Starvation deaths may make NHS think again
A rash of high-profile court cases against health authorities that let patients starve to death would be an effective way to convince NHS managers food is a key part of treatment, a prominent nutritionist said last week.
Rick Wilson, director of nutrition and dietetics at King's College Hospital in London, said that, as a result of public consultation, providing better hospital food was in the top five things the NHS must do, but hospital chief executives and board members still needed to be won over.
Although 40% of patients are undernourished when admitted, doctors get very little training in nutrition, Wilson said. He added that treating malnutrition was an avoidable drain on hospitals' resources. King's College's annual budget of £280m includes £3m for food and £17m for drugs, with the priciest drugs such as antibiotics associated with poor nutrition.
"We fail to appreciate that food is cheap," he said. "If we treated malnutrition in the first place, we wouldn't have such a huge drugs bill."
Wilson said that lawyers were aware of the opportunity of taking malnutrition cases.
Following a salmonella outbreak in 1984 at Wakefield hospital, which killed 19 people, Crown immunity was lifted from hospitals, which have since had to insure themselves against the risk of legal action. Wilson said: "No one wants to be accused of starving people to death."

# Assigned task
Answer these questions from the text on hospital nutrition.
1. What share of patients are undernourished when admitted?
2. How much of King's College's annual budget goes to food?
3. How many people died in the 1984 salmonella outbreak at Wakefield hospital?

(Point-per-instance localization data)

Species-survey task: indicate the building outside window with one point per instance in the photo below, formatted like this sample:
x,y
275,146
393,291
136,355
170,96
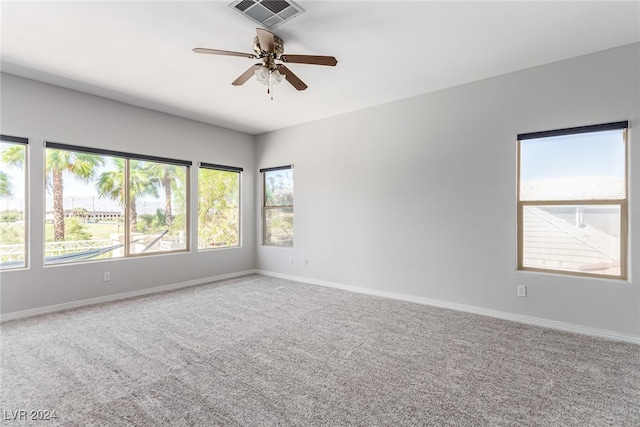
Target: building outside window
x,y
572,201
105,204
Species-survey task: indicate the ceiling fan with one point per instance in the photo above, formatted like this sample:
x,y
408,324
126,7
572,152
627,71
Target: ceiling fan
x,y
269,48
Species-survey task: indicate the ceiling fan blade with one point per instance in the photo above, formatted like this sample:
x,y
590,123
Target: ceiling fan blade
x,y
309,59
246,75
266,40
223,52
291,78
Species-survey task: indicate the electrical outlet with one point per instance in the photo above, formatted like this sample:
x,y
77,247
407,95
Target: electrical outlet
x,y
522,291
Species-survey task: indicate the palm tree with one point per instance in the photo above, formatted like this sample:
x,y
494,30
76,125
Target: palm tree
x,y
81,166
12,155
167,176
110,184
5,186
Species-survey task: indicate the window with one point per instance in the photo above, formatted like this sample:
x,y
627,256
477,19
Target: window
x,y
106,204
277,224
13,192
218,206
572,200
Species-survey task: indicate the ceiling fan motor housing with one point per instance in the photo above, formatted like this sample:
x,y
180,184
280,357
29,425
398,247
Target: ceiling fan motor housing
x,y
278,46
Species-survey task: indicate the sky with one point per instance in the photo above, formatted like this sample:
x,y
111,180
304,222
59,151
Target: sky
x,y
587,154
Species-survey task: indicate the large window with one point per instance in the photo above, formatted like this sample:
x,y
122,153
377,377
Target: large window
x,y
13,194
218,206
277,224
105,204
572,200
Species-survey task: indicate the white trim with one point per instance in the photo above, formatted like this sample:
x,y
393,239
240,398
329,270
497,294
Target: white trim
x,y
115,297
529,320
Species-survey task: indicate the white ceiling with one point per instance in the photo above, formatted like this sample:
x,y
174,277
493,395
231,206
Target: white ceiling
x,y
140,52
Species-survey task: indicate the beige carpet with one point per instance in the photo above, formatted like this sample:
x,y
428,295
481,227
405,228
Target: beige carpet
x,y
260,351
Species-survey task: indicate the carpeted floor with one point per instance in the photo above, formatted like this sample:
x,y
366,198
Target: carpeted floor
x,y
261,351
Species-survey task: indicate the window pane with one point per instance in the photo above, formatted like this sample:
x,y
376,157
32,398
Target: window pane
x,y
278,188
278,226
218,208
157,207
572,238
84,214
585,166
13,194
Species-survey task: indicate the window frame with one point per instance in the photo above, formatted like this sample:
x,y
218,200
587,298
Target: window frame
x,y
621,203
17,140
266,208
222,168
127,158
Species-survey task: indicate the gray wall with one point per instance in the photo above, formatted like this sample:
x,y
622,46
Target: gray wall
x,y
43,112
418,197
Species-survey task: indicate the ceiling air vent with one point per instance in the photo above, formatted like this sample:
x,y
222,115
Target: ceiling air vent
x,y
268,13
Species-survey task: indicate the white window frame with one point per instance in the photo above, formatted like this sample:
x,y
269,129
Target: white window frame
x,y
621,203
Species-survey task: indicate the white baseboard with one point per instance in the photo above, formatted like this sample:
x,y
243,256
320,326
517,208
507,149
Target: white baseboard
x,y
115,297
535,321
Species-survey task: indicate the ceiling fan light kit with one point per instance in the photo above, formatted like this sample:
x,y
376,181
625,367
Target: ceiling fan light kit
x,y
270,48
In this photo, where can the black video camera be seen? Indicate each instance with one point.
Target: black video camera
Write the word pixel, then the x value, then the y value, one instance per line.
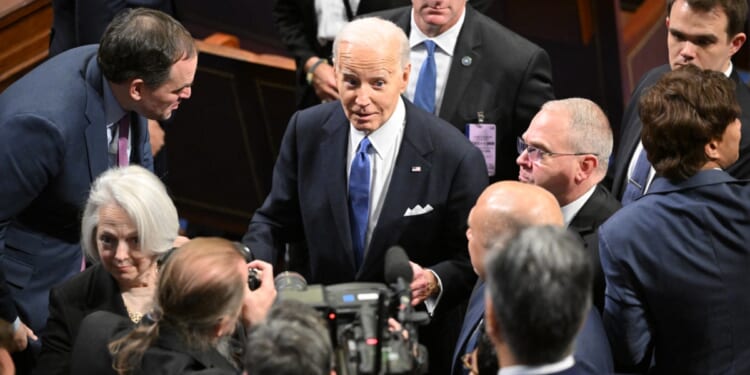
pixel 357 316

# Exercise solution
1. 40%
2. £3m
3. 19